### Aim
Pick out each line in the items below that contains the word "shorts". Case counts, so only lines with that exact capitalization qualify.

— Start Provided data —

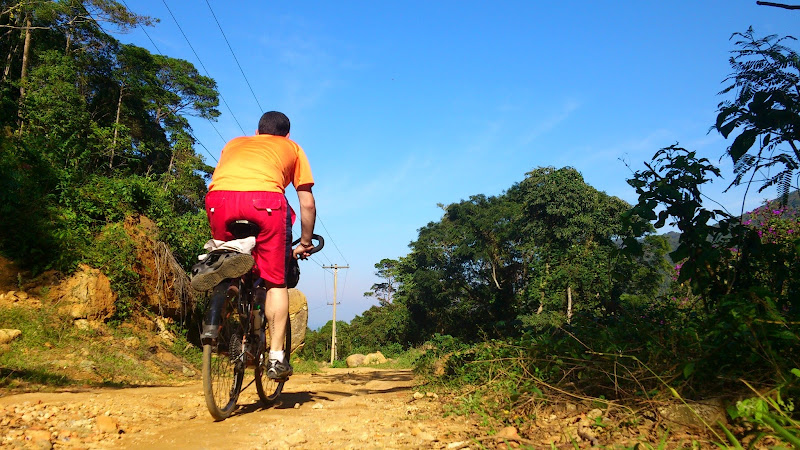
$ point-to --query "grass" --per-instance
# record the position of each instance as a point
(51, 352)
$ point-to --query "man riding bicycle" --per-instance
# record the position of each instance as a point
(249, 183)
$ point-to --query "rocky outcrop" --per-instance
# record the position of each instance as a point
(86, 294)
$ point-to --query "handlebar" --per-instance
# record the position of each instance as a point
(318, 247)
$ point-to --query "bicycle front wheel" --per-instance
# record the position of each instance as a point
(223, 368)
(269, 389)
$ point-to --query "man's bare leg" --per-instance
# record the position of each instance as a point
(277, 311)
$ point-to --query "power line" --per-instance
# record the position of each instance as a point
(319, 219)
(234, 56)
(203, 65)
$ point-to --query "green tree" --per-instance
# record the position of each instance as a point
(764, 115)
(384, 290)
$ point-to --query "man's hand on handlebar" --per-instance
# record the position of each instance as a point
(302, 251)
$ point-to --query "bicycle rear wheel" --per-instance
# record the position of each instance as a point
(269, 389)
(223, 366)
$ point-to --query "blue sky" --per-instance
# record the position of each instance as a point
(404, 105)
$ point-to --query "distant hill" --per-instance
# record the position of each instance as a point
(793, 203)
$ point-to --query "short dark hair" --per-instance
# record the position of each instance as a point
(275, 123)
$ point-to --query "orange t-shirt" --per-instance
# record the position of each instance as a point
(261, 163)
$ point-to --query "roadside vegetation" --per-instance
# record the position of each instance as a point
(551, 293)
(555, 293)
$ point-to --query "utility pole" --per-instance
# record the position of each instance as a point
(335, 268)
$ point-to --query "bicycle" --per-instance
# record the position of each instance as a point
(241, 339)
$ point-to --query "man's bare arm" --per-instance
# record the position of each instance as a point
(308, 217)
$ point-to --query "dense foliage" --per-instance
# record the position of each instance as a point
(554, 287)
(93, 131)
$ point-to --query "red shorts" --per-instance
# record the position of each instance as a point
(273, 215)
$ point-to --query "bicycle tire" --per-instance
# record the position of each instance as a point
(223, 367)
(268, 389)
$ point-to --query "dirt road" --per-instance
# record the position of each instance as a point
(337, 408)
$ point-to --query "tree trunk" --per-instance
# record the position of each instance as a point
(11, 51)
(116, 127)
(569, 304)
(25, 53)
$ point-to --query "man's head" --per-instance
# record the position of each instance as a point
(274, 123)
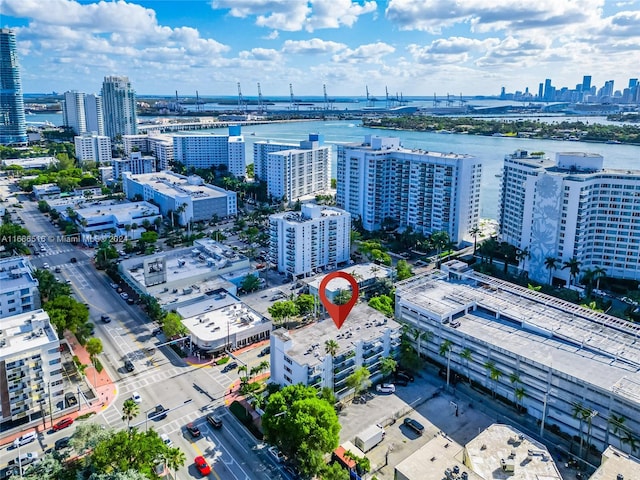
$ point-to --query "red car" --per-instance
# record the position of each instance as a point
(202, 465)
(64, 423)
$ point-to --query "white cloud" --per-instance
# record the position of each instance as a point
(313, 46)
(370, 53)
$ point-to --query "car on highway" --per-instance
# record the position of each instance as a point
(386, 388)
(214, 421)
(202, 465)
(193, 430)
(64, 423)
(414, 425)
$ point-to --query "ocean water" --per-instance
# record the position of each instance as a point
(491, 150)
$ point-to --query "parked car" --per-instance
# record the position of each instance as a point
(214, 421)
(193, 430)
(64, 423)
(414, 425)
(202, 465)
(386, 388)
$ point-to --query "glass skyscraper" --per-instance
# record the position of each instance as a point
(13, 126)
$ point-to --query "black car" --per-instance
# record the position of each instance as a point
(414, 425)
(214, 421)
(159, 413)
(128, 366)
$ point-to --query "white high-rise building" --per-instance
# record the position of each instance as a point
(316, 237)
(293, 171)
(207, 150)
(428, 191)
(572, 207)
(30, 366)
(119, 107)
(92, 147)
(83, 112)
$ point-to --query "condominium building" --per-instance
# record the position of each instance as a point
(13, 125)
(92, 147)
(316, 237)
(190, 198)
(428, 191)
(136, 163)
(572, 207)
(83, 113)
(18, 287)
(293, 171)
(300, 356)
(546, 355)
(209, 150)
(30, 366)
(119, 107)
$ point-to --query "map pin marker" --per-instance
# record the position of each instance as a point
(338, 313)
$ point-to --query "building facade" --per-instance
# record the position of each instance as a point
(189, 198)
(317, 237)
(299, 356)
(572, 207)
(93, 148)
(18, 287)
(30, 366)
(562, 356)
(208, 150)
(293, 171)
(427, 191)
(119, 107)
(13, 125)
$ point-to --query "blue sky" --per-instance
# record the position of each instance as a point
(416, 47)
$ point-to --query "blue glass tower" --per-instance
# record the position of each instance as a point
(13, 126)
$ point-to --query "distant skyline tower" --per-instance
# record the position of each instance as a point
(13, 125)
(119, 107)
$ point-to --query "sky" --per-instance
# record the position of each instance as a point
(412, 47)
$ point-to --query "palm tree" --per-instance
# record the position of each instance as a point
(466, 354)
(475, 231)
(331, 347)
(130, 410)
(573, 264)
(551, 264)
(445, 349)
(175, 459)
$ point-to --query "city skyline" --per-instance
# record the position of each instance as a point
(410, 47)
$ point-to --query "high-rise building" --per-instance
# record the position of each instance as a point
(92, 147)
(207, 150)
(13, 125)
(572, 207)
(379, 180)
(119, 107)
(316, 237)
(293, 171)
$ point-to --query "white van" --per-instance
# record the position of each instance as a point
(24, 439)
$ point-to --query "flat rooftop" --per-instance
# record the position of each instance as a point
(25, 332)
(500, 444)
(16, 273)
(363, 324)
(593, 346)
(171, 185)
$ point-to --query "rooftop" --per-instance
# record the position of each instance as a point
(364, 324)
(593, 346)
(25, 331)
(499, 447)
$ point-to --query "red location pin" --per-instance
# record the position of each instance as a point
(338, 313)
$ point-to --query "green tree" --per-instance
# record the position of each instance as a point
(130, 410)
(303, 426)
(282, 311)
(359, 380)
(250, 283)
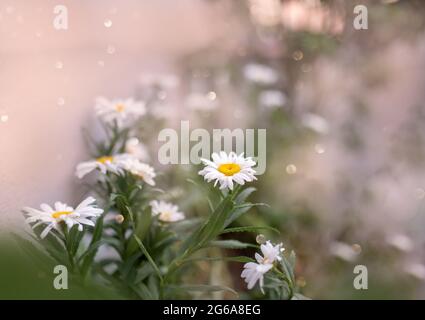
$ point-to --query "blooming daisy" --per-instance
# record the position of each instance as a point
(139, 169)
(104, 164)
(167, 212)
(227, 169)
(254, 272)
(270, 253)
(61, 212)
(120, 111)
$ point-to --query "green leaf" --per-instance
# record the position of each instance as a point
(148, 256)
(143, 223)
(249, 229)
(243, 195)
(231, 244)
(97, 235)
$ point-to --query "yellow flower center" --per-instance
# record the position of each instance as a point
(105, 159)
(120, 107)
(229, 169)
(57, 214)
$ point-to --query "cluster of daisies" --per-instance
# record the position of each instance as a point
(225, 170)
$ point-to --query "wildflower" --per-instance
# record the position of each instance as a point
(139, 169)
(104, 164)
(63, 213)
(166, 211)
(254, 272)
(121, 111)
(227, 169)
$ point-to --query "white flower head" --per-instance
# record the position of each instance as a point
(139, 169)
(166, 212)
(227, 169)
(136, 148)
(61, 212)
(254, 272)
(103, 164)
(260, 73)
(121, 111)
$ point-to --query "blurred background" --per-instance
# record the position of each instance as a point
(343, 108)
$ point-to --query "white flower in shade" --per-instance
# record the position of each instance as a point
(61, 212)
(166, 212)
(139, 169)
(260, 73)
(103, 164)
(227, 169)
(270, 253)
(121, 111)
(136, 148)
(254, 272)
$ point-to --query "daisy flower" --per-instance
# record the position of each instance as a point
(227, 169)
(139, 169)
(104, 164)
(61, 212)
(136, 148)
(166, 211)
(254, 272)
(121, 111)
(271, 253)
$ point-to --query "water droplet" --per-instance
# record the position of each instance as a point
(107, 23)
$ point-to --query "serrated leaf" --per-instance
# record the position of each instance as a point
(230, 244)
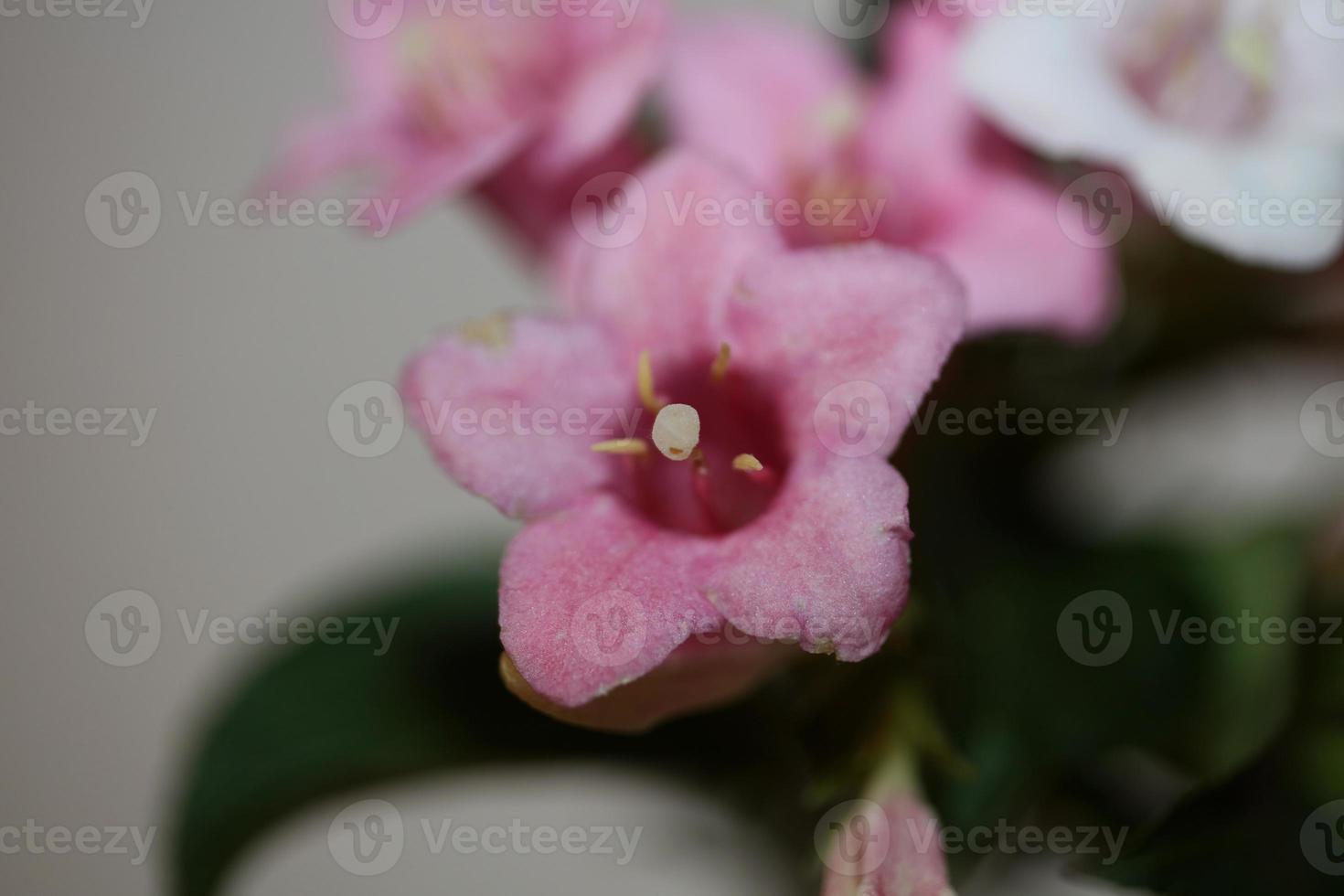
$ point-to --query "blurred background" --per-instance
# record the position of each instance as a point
(240, 501)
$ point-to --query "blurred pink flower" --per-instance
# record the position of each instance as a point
(453, 93)
(628, 554)
(903, 160)
(889, 844)
(1223, 113)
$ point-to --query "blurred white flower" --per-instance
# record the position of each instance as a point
(1223, 113)
(1212, 454)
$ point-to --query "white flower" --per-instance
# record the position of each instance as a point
(1226, 114)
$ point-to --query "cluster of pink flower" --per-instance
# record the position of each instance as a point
(656, 572)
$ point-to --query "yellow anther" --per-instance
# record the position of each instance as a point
(495, 331)
(646, 395)
(748, 464)
(720, 363)
(636, 448)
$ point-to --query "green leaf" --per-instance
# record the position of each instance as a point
(322, 719)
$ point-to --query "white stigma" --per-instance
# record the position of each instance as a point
(677, 432)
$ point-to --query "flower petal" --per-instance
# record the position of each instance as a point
(595, 597)
(1020, 268)
(867, 316)
(1046, 80)
(495, 410)
(1240, 199)
(828, 564)
(772, 100)
(695, 677)
(667, 286)
(623, 59)
(921, 132)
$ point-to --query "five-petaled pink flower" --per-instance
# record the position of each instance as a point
(453, 93)
(903, 159)
(752, 495)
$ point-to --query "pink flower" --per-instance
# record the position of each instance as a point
(905, 160)
(887, 849)
(889, 844)
(453, 91)
(718, 420)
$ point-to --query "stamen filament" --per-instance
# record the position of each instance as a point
(645, 378)
(635, 448)
(720, 363)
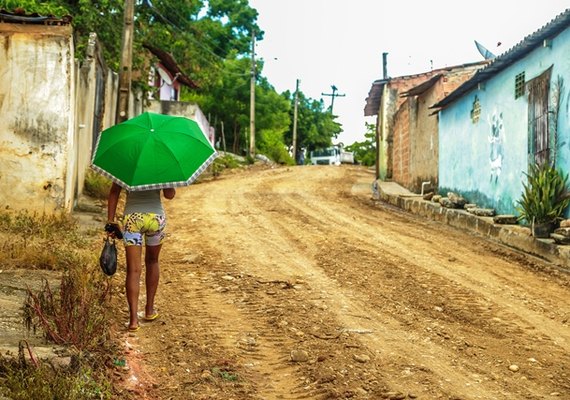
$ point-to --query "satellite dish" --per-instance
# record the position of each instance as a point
(164, 75)
(487, 55)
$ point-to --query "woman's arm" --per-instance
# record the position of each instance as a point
(112, 202)
(169, 193)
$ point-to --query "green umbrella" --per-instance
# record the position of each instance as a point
(153, 151)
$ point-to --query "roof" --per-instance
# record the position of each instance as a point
(168, 62)
(517, 52)
(423, 87)
(20, 17)
(375, 94)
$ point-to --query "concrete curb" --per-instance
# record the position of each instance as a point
(514, 236)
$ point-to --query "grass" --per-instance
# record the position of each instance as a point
(40, 241)
(75, 314)
(23, 380)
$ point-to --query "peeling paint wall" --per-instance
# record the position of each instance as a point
(188, 110)
(484, 136)
(37, 88)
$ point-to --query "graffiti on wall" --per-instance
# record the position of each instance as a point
(496, 139)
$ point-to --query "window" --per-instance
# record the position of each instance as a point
(475, 110)
(519, 85)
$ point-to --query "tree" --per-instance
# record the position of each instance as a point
(211, 42)
(316, 127)
(365, 151)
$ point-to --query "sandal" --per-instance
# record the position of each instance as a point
(152, 317)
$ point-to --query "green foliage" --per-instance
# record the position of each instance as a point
(96, 185)
(52, 8)
(545, 196)
(365, 152)
(316, 127)
(211, 43)
(271, 144)
(226, 161)
(22, 381)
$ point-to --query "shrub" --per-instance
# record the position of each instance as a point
(545, 196)
(97, 185)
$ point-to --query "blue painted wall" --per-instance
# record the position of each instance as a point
(485, 160)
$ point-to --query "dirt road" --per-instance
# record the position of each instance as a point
(290, 283)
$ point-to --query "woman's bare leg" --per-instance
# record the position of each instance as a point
(132, 284)
(152, 275)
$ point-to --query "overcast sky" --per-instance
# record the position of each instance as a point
(340, 42)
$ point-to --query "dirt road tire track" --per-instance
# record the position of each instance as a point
(269, 264)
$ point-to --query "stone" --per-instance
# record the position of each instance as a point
(482, 212)
(505, 219)
(560, 239)
(445, 202)
(361, 358)
(428, 196)
(456, 199)
(299, 356)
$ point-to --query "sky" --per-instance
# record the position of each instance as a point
(340, 42)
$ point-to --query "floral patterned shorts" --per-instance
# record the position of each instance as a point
(144, 228)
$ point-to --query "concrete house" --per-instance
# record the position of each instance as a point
(407, 132)
(37, 133)
(511, 113)
(166, 77)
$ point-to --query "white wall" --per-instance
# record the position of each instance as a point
(37, 108)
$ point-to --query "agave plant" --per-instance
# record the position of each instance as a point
(546, 195)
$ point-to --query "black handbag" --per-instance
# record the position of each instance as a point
(108, 258)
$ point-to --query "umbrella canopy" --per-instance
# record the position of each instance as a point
(153, 151)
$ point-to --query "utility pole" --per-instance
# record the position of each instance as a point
(295, 121)
(252, 100)
(126, 63)
(333, 95)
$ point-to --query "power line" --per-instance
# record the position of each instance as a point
(333, 95)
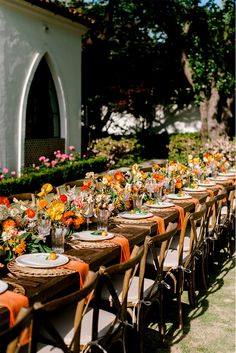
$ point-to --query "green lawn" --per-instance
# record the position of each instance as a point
(210, 328)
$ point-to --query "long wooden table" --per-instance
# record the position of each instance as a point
(46, 288)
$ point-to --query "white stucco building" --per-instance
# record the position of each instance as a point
(40, 80)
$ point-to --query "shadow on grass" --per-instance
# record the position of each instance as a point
(173, 333)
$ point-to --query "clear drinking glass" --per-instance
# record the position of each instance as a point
(44, 226)
(137, 201)
(88, 212)
(58, 238)
(102, 220)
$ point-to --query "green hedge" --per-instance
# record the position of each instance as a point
(33, 182)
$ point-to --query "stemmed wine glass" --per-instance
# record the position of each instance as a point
(44, 226)
(88, 211)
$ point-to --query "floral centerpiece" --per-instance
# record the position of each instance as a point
(18, 227)
(65, 210)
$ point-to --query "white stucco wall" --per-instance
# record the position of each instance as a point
(27, 33)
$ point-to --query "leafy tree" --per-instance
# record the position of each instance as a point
(208, 62)
(140, 54)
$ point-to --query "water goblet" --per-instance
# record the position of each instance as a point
(88, 212)
(44, 226)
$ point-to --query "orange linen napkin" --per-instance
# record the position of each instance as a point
(210, 192)
(125, 249)
(219, 186)
(195, 201)
(160, 224)
(80, 267)
(181, 215)
(14, 302)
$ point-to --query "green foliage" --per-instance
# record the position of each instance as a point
(139, 48)
(182, 145)
(123, 152)
(210, 47)
(33, 182)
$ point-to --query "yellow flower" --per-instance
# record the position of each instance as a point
(45, 189)
(55, 210)
(20, 248)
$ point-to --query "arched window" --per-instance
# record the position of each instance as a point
(42, 113)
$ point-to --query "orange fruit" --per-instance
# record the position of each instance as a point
(52, 255)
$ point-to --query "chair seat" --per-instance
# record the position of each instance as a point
(171, 259)
(64, 324)
(117, 281)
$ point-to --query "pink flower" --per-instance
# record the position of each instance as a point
(78, 202)
(42, 158)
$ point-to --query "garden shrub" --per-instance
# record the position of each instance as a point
(119, 153)
(182, 145)
(33, 181)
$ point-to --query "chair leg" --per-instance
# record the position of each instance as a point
(191, 288)
(204, 270)
(179, 299)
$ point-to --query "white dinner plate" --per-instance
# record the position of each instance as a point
(226, 174)
(200, 188)
(3, 286)
(160, 204)
(135, 215)
(178, 197)
(220, 178)
(41, 260)
(87, 235)
(207, 183)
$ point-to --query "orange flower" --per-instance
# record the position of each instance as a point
(20, 249)
(87, 183)
(158, 177)
(78, 221)
(4, 201)
(107, 179)
(63, 198)
(118, 176)
(67, 214)
(178, 185)
(30, 213)
(42, 203)
(135, 189)
(68, 221)
(8, 223)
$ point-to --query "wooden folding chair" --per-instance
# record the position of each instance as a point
(66, 324)
(157, 249)
(179, 263)
(13, 339)
(115, 291)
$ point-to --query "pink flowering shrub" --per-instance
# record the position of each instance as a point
(6, 174)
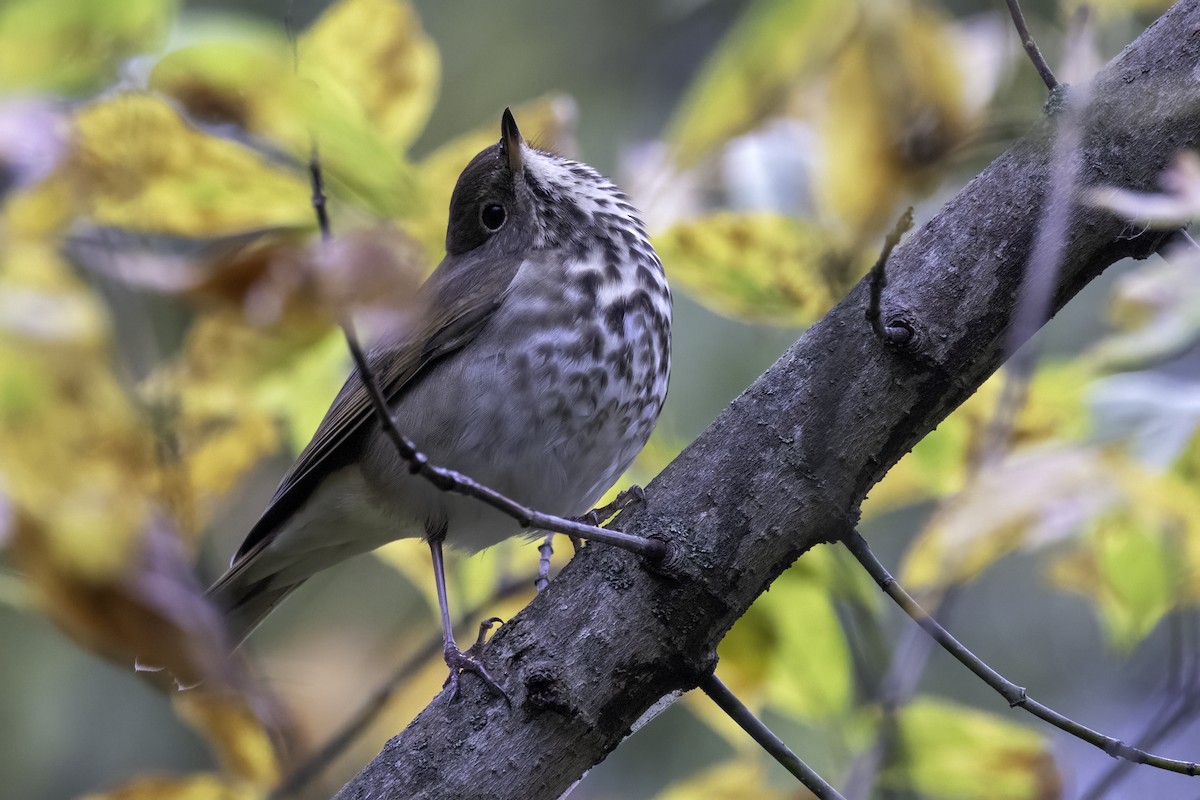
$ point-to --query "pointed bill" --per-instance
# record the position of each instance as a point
(511, 142)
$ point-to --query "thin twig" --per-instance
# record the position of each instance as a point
(1181, 705)
(766, 739)
(1014, 695)
(375, 704)
(891, 334)
(1031, 47)
(545, 552)
(449, 480)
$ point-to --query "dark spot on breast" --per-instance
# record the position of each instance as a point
(589, 286)
(615, 317)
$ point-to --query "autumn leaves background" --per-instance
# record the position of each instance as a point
(167, 342)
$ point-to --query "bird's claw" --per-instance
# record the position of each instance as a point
(624, 499)
(460, 662)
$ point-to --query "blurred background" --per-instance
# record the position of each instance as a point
(771, 144)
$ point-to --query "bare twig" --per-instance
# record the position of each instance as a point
(891, 334)
(745, 719)
(545, 552)
(1014, 695)
(449, 480)
(1181, 705)
(1031, 47)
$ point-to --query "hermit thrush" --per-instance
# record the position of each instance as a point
(537, 365)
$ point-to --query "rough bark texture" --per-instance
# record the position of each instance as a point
(787, 463)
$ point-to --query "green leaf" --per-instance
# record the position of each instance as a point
(789, 651)
(762, 268)
(940, 463)
(1156, 310)
(1143, 559)
(959, 753)
(253, 82)
(72, 47)
(775, 46)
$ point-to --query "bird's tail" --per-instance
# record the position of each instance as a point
(245, 601)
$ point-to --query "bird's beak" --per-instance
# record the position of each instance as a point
(511, 142)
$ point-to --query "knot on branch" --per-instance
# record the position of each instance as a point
(546, 691)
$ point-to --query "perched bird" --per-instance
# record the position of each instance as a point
(537, 364)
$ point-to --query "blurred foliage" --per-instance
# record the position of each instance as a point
(187, 182)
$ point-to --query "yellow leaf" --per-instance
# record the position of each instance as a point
(256, 84)
(190, 787)
(149, 611)
(136, 164)
(733, 780)
(1031, 499)
(547, 122)
(75, 47)
(241, 743)
(954, 752)
(763, 268)
(786, 653)
(939, 464)
(897, 108)
(774, 47)
(378, 50)
(1141, 559)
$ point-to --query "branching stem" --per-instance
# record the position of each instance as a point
(1014, 695)
(745, 719)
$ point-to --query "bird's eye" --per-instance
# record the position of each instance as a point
(492, 216)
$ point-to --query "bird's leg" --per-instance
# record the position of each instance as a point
(624, 499)
(456, 660)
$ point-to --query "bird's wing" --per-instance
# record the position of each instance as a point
(457, 300)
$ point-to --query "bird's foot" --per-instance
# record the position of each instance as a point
(460, 662)
(624, 499)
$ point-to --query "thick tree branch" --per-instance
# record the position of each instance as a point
(787, 463)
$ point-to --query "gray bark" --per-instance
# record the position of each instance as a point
(786, 465)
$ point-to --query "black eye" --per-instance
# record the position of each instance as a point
(492, 216)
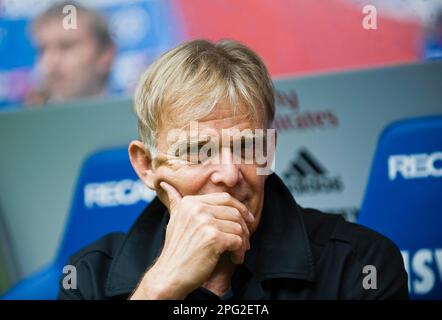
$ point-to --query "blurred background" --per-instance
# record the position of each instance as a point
(343, 69)
(322, 35)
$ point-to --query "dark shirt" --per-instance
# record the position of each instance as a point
(295, 253)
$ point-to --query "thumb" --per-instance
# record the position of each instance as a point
(172, 193)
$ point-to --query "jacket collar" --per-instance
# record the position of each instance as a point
(279, 247)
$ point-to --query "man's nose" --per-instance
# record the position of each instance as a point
(227, 172)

— End Provided data —

### Task output
$ point-to --query "red shorts" --per-instance
$ point-to --query "floral patterned shorts" --per-instance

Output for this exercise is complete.